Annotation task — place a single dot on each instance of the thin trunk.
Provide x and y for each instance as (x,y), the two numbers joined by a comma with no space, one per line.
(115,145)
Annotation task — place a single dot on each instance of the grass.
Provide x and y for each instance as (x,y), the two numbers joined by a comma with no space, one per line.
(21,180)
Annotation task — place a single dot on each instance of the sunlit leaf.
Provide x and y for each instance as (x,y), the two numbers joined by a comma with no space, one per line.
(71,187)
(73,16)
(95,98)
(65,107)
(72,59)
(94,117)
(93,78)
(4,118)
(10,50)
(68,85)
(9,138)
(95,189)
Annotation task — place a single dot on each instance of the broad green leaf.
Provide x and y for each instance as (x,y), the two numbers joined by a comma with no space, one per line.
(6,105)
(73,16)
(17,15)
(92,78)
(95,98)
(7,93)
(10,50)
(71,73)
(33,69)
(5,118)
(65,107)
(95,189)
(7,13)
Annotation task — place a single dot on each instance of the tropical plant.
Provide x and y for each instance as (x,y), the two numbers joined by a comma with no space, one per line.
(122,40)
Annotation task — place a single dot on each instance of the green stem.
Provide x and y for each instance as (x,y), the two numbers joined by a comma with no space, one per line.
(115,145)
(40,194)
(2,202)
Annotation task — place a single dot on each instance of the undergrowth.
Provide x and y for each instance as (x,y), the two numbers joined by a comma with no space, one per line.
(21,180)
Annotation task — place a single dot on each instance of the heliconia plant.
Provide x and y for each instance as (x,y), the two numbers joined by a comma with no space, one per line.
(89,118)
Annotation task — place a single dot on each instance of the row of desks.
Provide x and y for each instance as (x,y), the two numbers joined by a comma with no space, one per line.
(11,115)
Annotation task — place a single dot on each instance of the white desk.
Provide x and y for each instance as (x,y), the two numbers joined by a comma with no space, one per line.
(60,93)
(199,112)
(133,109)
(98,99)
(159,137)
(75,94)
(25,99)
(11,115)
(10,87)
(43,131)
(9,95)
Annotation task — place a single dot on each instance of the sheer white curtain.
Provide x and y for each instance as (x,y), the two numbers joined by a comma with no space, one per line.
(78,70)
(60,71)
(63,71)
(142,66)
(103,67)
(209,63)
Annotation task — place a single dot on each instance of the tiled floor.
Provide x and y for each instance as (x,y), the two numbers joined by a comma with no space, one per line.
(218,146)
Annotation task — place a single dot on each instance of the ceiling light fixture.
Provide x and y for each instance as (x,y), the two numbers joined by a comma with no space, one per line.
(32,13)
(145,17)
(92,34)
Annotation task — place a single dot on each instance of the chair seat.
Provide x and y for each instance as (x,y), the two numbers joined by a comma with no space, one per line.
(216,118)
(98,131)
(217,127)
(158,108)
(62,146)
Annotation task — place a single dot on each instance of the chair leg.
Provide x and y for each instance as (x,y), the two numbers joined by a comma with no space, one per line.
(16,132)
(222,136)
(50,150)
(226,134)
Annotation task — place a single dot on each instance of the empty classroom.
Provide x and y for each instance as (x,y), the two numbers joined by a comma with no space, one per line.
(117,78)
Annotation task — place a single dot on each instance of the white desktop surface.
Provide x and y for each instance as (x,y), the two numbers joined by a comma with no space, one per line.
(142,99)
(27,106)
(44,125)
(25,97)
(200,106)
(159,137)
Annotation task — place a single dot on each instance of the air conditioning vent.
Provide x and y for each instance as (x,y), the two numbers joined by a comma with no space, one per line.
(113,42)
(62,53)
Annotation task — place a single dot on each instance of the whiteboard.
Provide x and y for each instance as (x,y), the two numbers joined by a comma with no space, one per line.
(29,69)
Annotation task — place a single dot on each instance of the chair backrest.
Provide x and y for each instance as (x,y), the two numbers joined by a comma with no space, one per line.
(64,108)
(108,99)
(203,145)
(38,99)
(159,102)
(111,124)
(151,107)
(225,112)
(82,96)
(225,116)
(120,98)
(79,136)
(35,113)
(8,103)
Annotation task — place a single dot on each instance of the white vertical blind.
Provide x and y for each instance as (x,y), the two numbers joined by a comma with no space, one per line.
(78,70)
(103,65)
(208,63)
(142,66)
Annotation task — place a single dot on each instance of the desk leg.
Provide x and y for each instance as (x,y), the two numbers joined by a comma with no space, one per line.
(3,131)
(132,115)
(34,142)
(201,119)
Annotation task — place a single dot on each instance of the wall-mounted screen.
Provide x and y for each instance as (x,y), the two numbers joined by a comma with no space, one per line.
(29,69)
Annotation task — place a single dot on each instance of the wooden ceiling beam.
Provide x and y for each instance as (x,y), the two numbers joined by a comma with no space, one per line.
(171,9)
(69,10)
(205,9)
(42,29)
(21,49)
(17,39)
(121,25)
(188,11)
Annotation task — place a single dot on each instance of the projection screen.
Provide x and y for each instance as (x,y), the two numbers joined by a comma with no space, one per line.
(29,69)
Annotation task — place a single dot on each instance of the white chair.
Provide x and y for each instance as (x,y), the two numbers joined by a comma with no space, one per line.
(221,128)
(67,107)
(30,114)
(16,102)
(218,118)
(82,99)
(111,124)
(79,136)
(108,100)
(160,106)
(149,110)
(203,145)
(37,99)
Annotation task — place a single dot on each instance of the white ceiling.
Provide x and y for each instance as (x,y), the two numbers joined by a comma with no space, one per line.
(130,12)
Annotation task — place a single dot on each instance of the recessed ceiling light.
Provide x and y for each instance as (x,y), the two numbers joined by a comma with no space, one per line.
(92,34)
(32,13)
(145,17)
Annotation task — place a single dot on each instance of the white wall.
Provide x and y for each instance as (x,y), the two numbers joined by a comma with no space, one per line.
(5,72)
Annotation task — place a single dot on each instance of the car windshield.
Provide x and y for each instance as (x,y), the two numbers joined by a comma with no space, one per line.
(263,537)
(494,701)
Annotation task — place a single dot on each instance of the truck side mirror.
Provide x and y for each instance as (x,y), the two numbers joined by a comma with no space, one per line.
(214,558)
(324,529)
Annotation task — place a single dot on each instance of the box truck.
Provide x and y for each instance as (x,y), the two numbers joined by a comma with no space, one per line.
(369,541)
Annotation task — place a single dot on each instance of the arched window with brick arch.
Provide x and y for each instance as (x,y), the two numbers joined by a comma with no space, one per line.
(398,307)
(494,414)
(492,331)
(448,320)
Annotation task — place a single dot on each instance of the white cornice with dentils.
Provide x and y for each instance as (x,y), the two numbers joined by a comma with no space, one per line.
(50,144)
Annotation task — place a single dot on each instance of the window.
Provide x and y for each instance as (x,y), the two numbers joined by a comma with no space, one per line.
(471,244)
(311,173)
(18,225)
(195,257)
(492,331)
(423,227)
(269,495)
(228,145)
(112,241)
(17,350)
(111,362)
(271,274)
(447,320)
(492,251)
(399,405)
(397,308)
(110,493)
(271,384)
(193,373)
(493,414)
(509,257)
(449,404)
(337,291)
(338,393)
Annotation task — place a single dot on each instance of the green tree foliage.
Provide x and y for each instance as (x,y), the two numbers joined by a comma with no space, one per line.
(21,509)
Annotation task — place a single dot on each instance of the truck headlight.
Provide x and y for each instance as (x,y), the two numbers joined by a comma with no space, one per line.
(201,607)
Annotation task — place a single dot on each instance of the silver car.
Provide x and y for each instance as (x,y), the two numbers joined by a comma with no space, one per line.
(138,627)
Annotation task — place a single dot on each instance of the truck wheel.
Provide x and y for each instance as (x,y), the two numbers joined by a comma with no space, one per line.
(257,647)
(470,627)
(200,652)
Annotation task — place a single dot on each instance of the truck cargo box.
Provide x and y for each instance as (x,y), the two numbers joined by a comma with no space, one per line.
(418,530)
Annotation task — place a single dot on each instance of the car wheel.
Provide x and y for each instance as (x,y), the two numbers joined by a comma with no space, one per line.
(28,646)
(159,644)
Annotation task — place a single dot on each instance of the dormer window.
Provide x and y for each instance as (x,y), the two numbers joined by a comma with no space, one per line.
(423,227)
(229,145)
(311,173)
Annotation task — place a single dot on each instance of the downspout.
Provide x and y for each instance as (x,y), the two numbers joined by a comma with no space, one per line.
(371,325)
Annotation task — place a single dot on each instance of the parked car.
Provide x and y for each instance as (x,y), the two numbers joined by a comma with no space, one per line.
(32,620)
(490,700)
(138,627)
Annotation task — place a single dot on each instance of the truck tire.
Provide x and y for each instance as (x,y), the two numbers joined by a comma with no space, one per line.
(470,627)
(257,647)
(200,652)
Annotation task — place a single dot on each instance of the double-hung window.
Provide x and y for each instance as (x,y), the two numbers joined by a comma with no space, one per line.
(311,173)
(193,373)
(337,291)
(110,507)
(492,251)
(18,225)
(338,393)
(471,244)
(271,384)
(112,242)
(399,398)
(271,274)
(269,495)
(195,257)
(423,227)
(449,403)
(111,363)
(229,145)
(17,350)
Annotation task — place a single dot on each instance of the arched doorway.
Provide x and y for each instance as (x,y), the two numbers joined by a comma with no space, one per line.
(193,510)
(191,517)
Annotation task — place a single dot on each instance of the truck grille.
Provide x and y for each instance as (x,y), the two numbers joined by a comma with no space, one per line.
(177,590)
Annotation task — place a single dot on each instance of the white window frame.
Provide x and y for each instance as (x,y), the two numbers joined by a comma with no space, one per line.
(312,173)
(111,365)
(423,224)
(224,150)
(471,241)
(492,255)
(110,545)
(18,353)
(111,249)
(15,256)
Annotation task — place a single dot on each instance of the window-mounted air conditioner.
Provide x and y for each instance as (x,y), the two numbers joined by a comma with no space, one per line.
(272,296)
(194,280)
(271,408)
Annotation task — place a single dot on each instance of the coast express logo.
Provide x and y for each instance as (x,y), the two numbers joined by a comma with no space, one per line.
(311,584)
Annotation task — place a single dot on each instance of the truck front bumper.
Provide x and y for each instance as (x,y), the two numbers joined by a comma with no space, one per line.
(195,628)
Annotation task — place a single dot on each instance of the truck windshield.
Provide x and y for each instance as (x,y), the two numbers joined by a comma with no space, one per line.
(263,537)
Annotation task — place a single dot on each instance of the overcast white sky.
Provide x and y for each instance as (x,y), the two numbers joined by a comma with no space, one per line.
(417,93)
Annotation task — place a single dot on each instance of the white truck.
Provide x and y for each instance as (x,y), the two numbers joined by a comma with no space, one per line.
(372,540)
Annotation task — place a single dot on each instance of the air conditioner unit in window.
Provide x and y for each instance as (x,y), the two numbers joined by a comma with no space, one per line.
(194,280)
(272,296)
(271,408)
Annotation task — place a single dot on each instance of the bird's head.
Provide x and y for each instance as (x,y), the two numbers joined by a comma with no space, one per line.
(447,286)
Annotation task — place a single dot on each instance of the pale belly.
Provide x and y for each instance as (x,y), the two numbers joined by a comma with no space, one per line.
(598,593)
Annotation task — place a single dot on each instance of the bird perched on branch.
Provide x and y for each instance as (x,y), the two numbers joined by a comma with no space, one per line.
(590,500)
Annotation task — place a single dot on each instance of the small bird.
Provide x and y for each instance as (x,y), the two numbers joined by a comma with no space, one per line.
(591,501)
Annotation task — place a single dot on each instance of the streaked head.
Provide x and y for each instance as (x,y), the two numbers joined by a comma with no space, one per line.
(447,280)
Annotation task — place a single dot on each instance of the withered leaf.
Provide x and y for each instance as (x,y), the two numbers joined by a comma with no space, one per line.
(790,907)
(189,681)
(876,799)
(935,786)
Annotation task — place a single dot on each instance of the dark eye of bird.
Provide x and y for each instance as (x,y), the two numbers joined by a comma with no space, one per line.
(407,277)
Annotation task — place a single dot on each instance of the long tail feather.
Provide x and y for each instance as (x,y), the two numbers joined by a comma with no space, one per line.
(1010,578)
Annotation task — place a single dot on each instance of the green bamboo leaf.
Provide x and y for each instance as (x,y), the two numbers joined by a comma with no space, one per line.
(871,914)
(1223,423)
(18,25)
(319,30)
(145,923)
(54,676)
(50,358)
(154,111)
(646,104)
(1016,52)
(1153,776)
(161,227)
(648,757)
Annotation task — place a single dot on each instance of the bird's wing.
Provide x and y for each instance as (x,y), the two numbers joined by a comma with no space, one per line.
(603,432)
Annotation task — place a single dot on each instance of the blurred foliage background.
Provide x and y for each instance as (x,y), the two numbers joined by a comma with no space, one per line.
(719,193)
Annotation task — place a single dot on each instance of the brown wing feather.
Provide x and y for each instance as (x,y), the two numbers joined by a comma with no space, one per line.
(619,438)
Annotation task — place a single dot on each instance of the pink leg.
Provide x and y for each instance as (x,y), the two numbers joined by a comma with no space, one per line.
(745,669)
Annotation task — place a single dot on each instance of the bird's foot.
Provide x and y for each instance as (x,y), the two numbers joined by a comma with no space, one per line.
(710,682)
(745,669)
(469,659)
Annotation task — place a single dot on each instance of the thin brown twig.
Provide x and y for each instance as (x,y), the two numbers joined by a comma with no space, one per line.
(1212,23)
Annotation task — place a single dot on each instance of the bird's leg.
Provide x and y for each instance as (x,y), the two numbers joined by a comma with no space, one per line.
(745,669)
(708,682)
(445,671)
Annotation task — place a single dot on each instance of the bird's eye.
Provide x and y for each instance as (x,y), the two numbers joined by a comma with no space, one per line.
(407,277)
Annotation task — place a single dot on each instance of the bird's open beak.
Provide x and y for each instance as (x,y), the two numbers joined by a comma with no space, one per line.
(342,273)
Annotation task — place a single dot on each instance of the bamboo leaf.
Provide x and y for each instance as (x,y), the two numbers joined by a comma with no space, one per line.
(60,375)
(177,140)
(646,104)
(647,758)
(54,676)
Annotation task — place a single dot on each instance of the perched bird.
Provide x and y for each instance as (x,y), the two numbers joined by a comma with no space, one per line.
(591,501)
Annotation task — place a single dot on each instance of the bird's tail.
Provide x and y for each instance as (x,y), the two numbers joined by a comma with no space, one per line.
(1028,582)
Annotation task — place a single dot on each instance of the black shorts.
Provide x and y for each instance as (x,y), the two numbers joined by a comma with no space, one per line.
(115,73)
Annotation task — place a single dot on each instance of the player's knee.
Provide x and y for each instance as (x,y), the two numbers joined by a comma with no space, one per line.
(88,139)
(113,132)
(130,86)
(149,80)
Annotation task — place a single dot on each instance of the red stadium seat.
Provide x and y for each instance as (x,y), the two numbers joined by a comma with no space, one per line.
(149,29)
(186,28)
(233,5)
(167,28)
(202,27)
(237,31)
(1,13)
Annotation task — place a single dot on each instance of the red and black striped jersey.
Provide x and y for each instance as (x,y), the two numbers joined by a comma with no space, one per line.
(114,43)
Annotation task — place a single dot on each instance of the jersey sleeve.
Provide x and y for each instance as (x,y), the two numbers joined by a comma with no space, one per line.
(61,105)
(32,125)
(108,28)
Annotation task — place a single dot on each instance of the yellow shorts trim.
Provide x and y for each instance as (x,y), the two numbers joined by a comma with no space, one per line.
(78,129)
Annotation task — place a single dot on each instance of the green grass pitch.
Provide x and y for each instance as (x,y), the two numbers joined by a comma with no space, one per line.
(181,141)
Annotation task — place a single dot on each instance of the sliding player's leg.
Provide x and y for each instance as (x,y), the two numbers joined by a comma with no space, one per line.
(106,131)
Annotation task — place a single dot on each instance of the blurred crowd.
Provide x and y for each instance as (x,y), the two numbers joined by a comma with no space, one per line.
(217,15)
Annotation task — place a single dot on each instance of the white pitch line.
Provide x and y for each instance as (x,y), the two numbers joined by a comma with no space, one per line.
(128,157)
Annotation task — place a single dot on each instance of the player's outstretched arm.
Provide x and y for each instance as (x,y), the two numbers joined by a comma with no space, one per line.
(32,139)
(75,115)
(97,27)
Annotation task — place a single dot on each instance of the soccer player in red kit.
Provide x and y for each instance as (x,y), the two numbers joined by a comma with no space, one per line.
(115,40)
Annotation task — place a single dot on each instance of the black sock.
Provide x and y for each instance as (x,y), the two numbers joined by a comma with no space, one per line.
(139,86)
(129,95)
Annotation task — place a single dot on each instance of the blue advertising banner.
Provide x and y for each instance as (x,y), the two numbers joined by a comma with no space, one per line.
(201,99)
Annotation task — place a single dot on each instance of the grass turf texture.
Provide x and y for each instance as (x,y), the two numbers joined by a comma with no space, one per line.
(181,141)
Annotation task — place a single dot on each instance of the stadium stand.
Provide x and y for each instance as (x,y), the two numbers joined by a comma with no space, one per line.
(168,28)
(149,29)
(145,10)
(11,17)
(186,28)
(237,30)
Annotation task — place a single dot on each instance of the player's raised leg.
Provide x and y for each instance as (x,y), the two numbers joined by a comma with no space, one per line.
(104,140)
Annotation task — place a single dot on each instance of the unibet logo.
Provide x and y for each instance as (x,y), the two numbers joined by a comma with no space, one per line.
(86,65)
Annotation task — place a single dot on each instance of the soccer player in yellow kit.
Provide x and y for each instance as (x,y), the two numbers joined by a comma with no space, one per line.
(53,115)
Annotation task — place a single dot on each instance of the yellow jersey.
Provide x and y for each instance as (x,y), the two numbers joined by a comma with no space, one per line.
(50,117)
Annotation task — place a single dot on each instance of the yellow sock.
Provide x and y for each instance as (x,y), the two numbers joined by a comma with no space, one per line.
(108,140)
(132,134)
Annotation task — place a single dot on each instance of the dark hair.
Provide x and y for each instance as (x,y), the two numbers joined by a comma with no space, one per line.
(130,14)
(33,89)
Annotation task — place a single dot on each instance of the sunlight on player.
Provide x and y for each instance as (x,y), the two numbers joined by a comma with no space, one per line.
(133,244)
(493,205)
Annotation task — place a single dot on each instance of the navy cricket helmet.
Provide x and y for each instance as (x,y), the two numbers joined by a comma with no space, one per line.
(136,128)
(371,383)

======

▶ [Exercise description]: Every line from the one holding "the dark hair." through the final line of the listing must be echoed exactly; leave out all other lines.

▶ [Expected answer]:
Annotation task — place a single dot on each instance of the dark hair.
Provide x and y for each instance as (x,y), the two numbers joined by a comma with no space, one per line.
(130,14)
(33,89)
Annotation task — place a single dot on each instance of the sunlight on player.
Provide x and y for each instance as (x,y), the two numbers joined by a comma with no space, one per line.
(133,244)
(493,205)
Annotation task — place a single dot on each instance of the navy cricket helmet.
Provide x and y for each instance as (x,y), the two numbers joined by a comma with no space, one per line.
(136,128)
(371,383)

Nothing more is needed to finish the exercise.